**Excerpted passage:**
If the SH-4 were 180nm, it would have been a different cpu. Why not ask if it were 90nm? It's hard to say about IPC, but Gecko was probably both higher IPC and higher clock, it was pretty much a desktop class cpu versus the mobile derived SH-4 cpu.

Dreamcast had a bigger burden on the cpu, because it had a primitive graphics processor. The EE on the Ps2 was made to handle more of the graphics workload, so it was much more powerful at floating point with its two VUs.
The Gamecube fell somewhere in between in floating point capability (with a slightly more capable gpu than either) but by far had the most powerful general purpose processor of the 3.

It's very unlikely the clock frequency of the SH-4 would have more than doubled to 480mhz just from a shrink to 180nm. And even at that speed, Gecko is probably still a more powerful general purpose processor. Remember, Gecko is comparable to a Pentium 3, which still puts modern day ARM cores to shame in IPC. EE was a MIPS design, and the best MIPS designs today are comparable in IPC to the best ARM designs. SH-4 is basically dead, and is unlikely to match even modern day ARM and MIPS in IPC.

**What the task asks:** Reproduce the passage on console processors between "If the SH-4" and "derived SH-4 cpu.", inclusive, substituting "Gekko" for every occurrence of "Gecko".

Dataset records
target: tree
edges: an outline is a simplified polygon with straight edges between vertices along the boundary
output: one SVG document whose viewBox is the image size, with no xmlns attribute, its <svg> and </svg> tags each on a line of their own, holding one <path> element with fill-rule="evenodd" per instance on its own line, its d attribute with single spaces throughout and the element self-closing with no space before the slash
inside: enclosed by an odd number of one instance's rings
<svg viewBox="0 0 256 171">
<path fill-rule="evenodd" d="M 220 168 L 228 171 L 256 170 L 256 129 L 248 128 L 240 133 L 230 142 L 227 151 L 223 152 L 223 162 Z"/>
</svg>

**Worked answer:**
If the SH-4 were 180nm, it would have been a different cpu. Why not ask if it were 90nm? It's hard to say about IPC, but Gekko was probably both higher IPC and higher clock, it was pretty much a desktop class cpu versus the mobile derived SH-4 cpu.